Material for this exercise ::

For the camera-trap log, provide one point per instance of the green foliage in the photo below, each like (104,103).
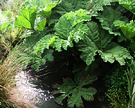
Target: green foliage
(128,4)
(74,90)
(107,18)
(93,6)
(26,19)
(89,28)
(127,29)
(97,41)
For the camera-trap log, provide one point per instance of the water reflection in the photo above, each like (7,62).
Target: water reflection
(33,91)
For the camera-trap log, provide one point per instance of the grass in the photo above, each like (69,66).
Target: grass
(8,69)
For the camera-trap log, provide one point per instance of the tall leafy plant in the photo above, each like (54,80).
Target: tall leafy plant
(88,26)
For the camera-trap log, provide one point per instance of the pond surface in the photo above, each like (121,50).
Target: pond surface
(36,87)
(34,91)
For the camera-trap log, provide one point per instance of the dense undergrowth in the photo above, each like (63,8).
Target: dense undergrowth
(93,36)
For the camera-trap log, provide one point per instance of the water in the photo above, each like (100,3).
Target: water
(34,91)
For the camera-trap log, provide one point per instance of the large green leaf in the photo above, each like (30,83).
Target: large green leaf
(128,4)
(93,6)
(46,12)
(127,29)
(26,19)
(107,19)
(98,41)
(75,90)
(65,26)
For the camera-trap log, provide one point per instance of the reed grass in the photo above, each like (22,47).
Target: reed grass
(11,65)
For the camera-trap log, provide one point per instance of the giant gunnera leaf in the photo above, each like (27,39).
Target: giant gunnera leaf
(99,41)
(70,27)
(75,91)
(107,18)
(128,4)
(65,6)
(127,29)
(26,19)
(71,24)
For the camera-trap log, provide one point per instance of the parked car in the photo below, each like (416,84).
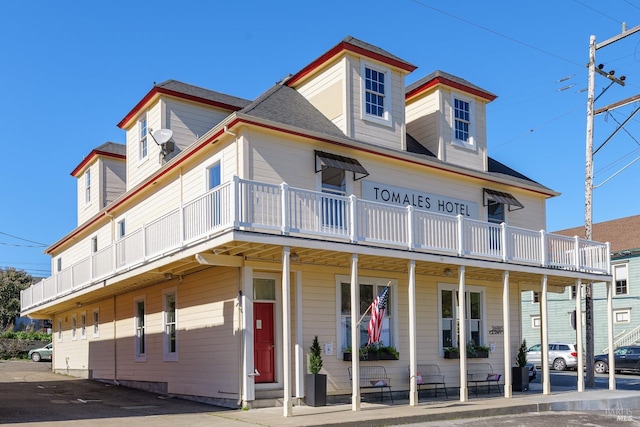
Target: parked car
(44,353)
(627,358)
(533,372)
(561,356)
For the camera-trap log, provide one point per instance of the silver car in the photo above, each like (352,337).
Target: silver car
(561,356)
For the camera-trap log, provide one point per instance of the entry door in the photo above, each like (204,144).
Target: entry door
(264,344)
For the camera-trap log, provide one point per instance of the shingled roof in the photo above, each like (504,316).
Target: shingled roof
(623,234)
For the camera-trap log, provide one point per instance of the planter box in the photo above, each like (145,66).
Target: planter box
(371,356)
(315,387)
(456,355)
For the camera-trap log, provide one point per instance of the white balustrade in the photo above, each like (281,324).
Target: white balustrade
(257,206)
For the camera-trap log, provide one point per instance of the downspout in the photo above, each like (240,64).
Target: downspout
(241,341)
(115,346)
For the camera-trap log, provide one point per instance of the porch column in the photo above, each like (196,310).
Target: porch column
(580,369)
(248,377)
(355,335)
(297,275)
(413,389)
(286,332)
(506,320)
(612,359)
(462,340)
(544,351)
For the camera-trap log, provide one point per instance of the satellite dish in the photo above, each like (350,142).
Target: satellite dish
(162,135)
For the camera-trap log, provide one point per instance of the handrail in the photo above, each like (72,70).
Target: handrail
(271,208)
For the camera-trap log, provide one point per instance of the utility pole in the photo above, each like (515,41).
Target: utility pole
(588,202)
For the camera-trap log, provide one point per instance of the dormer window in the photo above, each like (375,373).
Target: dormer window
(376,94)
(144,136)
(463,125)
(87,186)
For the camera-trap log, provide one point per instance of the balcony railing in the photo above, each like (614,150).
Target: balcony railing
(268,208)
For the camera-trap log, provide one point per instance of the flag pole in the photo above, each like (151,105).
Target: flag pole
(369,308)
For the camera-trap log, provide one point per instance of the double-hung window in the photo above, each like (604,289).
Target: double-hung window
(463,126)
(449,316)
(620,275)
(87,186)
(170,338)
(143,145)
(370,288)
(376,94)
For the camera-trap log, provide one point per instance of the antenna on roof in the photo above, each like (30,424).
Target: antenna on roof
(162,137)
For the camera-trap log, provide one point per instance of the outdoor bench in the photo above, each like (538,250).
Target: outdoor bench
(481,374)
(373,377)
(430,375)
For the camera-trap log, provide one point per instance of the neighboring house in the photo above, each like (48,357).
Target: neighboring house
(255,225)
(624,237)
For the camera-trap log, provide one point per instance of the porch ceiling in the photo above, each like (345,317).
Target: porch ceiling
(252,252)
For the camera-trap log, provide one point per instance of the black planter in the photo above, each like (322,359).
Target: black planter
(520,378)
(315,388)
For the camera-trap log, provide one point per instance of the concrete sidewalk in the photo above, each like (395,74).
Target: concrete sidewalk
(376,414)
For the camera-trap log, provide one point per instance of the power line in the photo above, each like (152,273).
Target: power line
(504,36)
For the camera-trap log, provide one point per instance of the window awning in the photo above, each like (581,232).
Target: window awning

Goal of the exercise ::
Reproduce the records above exactly, leaving out every picture they contain.

Finished exercise ::
For the camera-trap log, provide one point per instance of the green foliage in the photo below, each like (104,103).
Target: green foliage
(128,4)
(74,90)
(107,18)
(93,6)
(26,19)
(89,28)
(127,29)
(97,41)
For the camera-trap log, provide one point per instance of the water reflection in the photo above, each like (7,62).
Target: water reflection
(33,91)
For the camera-trap log, provide one point per instance of the grass in the photo above, each like (69,66).
Target: grass
(8,69)
For the camera-trap log, provide one point per instance of the tall leafy plant in the photo above, each like (54,80).
Target: tall leafy plant
(88,26)
For the camera-trap log, provide one point per instance of the pond surface in the photo above, each like (121,50).
Target: pond surface
(36,87)
(34,91)
For the camera-trap log, provide one point per instance of the dense undergrowth in the photo above, each like (63,8).
Target: dense undergrowth
(93,36)
For the camera-trap log, provide one point per instance of the water in the photo above, each like (100,3).
Target: water
(34,91)
For the camera-trap log, provide one point per instance of the large green leaf in the photo above, each like (30,83).
Target: large green leaf
(128,4)
(93,6)
(46,12)
(127,29)
(26,19)
(107,19)
(98,41)
(75,90)
(65,26)
For the camera-trap log, provide one point per instance of the reed grass in the photo above, each like (22,47).
Target: reed grass
(11,65)
For the camera-trap log, provide one point per instance of the giant gunnera leaf in the photo above, each like (27,39).
Target: giant gunnera leaf
(99,41)
(70,27)
(75,91)
(107,18)
(128,4)
(65,6)
(127,29)
(26,19)
(71,24)
For the camera-trap log, provide one point per instance of the parked car in the photo below, each like (416,84).
Target: parked car
(44,353)
(627,358)
(533,372)
(561,356)
For the camera-trap log, provide one point per instance of the silver car in the photo above, each like (352,337).
Target: silver car
(561,356)
For the camera-trap log, provide one point per instance of the entry door in the photo above, each like (204,144).
Target: entry door
(264,344)
For the camera-trap log, provide one point per instance of the shingled roof in the photo above, each like (504,316).
Target: shingled roof
(623,234)
For the camera-trap log, provide one point per instance of the planter box in the photo above, each like (145,66).
Target: planter box
(371,356)
(315,387)
(456,355)
For the camera-trap log, provide one point per instance of the white balustrade in the photo above, each like (281,324).
Target: white balustrade
(257,206)
For the camera-trap log, provide one point per instance of the downspout in the photo above, each like (240,64).
Target: downspout
(241,341)
(115,346)
For the camera-trap log, provide one point per instance of the porch column in the photo above, each like (196,310).
Target: porch column
(580,369)
(248,377)
(355,335)
(297,275)
(413,389)
(286,332)
(506,320)
(612,359)
(462,340)
(544,351)
For the camera-trap log, provide one point per instance of the satellite dish in the photo above, each like (350,142).
Target: satellite dish
(162,135)
For the camera-trap log, provide one point per instance of the handrail in the photo above, each like (72,70).
Target: handrail
(271,208)
For the camera-trap log, provide one point per instance of the utility pole in the photo above, each like (515,41).
Target: utility pole
(588,202)
For the camera-trap log, provide one point per instance of the dormer window in the photo above, each like (375,373).
Target: dormer window
(376,94)
(144,136)
(463,125)
(87,186)
For the camera-trap log, provide one point per instance of the balcony railing in the photo above, each like (614,150).
Target: balcony railing
(268,208)
For the camera-trap log, provide one point per instance of the flag pole in the photo above, each like (151,105).
Target: flag pole
(369,308)
For the camera-trap log, provide one point per instance of the double-hung window in the photo above, each like (604,289).
Target: double-hung window
(463,126)
(449,316)
(620,275)
(87,186)
(170,338)
(143,145)
(370,288)
(376,94)
For the camera-trap log, provide one point per instance of the antenna on roof in the photo above, each like (30,424).
Target: antenna on roof
(162,137)
For the camera-trap log, provide one point per instance of the outdoor bench in the photo above, each like (538,250).
Target: outdoor bench
(481,374)
(373,377)
(430,375)
For the camera-trap log, provide one point per instance of the neighboring house in the photo above, each like (48,357).
Target: neighboring house
(255,225)
(624,237)
For the camera-trap log, provide one point per instance of the porch ceiling in the photo above, each like (345,317).
Target: porch ceiling
(252,252)
For the camera-trap log, provide one point per instance of the black planter in the photo above, each like (322,359).
Target: black planter
(520,378)
(315,388)
For the camera-trap log, provide one point per instance of the concrete sidewalk in the photo above, each like (395,74).
Target: concrete sidewalk
(376,414)
For the camera-trap log, provide one point per instance of the power line in the photo above, each like (152,273).
Target: power line
(504,36)
For the camera-trap log, provide one point per instance of the window awning in the photo above, each like (581,232).
Target: window awning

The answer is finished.